* EXERCISE OBJECTIVE:
Answer these from the article on regaining control when your brain acts like a junkie.
(a) What two-word phrase names the only way the writer says these addictions can end properly?
(b) Under "Be prepared for the rebound," which four people should the people you attract be good enough for?
(c) Which three "Stop" commands appear under "Stop wasting time."?

* DOCUMENT SEGMENT:
------------------------

3 Ways to Regain Control When Your Brain Acts Like A Junkie

1. What do you really want?

In fact, I knew exactly what I wanted.

Really smart. Motivated, successful….sure.

Mostly… kind, funny, honest. I want a man with integrity.

Integrity means no guessing games. No push and pull. In and out. Cat and mouse.

I am here. I want you. Just you. And I will give this an honest effort to see where it goes.

We want to be seen. And we settle for less and betray ourselves.

And this wears down even the most confident woman’s self worth – because she knows what she needs to do, what would make her proud of herself. And she doesn’t do it.

It’s ghastly and repugnant…. And sadly common.

We give all of our power away over time or overnight and then feel trapped in a tangled mess of feeling madly in love with someone so emotionally crippled that can never reciprocate.

We feel one-sided heartbreak from our own choices.

My story ended quite badly, but it ended the only way these addictions can end properly.

Cold turkey.

No more contact and I mean forever.

Someone that would know me for that long, know my battles, see my scars and all that I am and treat me that way doesn’t deserve a place in my life and not a second of my time.

Not a second.

When it ended I was relieved. And embarrassed. I had to deal with both.

I called things out. I refused to be inauthentic and shrink down.

2. Be prepared for the rebound

Be prepared for it to blow up and be huge.

It’s not the end of the world.

Be prepared that they’ll try and come back – even harder – with bigger gestures because now their prewired brain is going into panic.

Don’t think that the chase is about you and how wonderful you are. It’s not.

I’m not saying they are doing this on purpose – though some are aware and do it anyway.

I’m saying it’s your job to be aware of your processes – to bring your unconscious patterns to consciousness – not to do that for them.

It doesn’t matter if it’s intentional. Their work is their responsibility.

Your job is to treat and love yourself so well that you attract people into your life that would be good enough for your child, your best friend, your sister, your mom.

To command respect and maturity and not have to beg for integrity and the consistent connection that comes with it.

A broken heart is not the end of the world. Neither is a shattered ego and all your pride.

You’ll get through it and over it.

It can be painful without you having to over-dramatize it.

You know it needs to end.

So don’t wait for it.

Take your power back and own your life and make it end in a way that in 6 months when it doesn’t hurt anymore you feel amazing about yourself.

Loss of connection is not the end o the world. You’re making room for the right connection.

3. Stop wasting time.

You don’t know how much you have. Reserve it for people that see how amazing you are and let you own your own block of cheese.

Don’t wait until you feel like you don’t love the person anymore.

That’s not going to happen.

This is one choice you need to make before you feel ready because you never will feel ready.

Before you stop loving, because you might love this person forever.

Like an addict loves their substance you must say goodbye out of sheer will and making a choice that you feel resonates with who you want to be and who you will be proud of.

Addictive love is the toughest to break. Both people are caught up in a codependency trap and the entire set up is toxic.

Not just for you but for him too.

How much better did I feel not having to chase someone down for connection?

How much better do I feel having room in my life for someone worthy?

How much better do I feel for setting a lifetime boundary around someone I know that I love too easily that could never love me back in any healthy way?

Stop waiting. Stop hoping. Stop fixing.

I don’t care what their childhood was like. Most of people who are emotionally unavailable with anxious/ambivalent attachment styles have had trauma.

It’s their job to work on it. Not your job. You can’t fix this. You can’t wait it out. You can’t use it as a way to justify their handicap.

Why don’t you believe you are worthy of a healthy, available partner?

It’s not about them and what they’re doing. They, like most people are just on autopilot in their lives – doing what they feel led to without question.

You’re the one in control of your life and making choices for it. Only you.

------------------------

* INFORMATION:
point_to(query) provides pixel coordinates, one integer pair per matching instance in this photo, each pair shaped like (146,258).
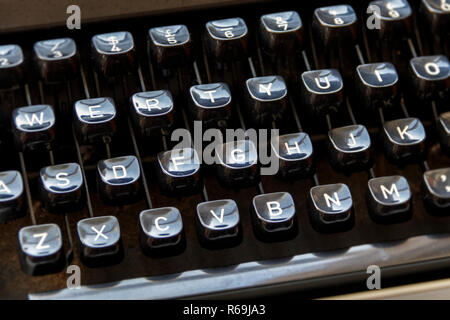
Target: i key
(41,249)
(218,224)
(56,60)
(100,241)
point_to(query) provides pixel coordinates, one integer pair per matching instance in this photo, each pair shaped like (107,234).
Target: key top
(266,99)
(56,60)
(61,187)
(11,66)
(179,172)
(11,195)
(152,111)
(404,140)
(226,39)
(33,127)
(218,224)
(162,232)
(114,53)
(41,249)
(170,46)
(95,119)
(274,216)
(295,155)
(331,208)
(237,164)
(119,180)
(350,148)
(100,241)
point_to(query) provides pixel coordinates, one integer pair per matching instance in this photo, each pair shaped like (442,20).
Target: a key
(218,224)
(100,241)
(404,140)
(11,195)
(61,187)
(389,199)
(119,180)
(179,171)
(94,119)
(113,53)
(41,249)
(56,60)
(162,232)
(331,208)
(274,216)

------------------------

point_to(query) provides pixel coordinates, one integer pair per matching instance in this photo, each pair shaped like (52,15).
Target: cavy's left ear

------------------------

* SOLUTION FOR THIS TASK:
(a) Cold turkey.
(b) Your child, your best friend, your sister and your mom.
(c) Stop waiting. Stop hoping. Stop fixing.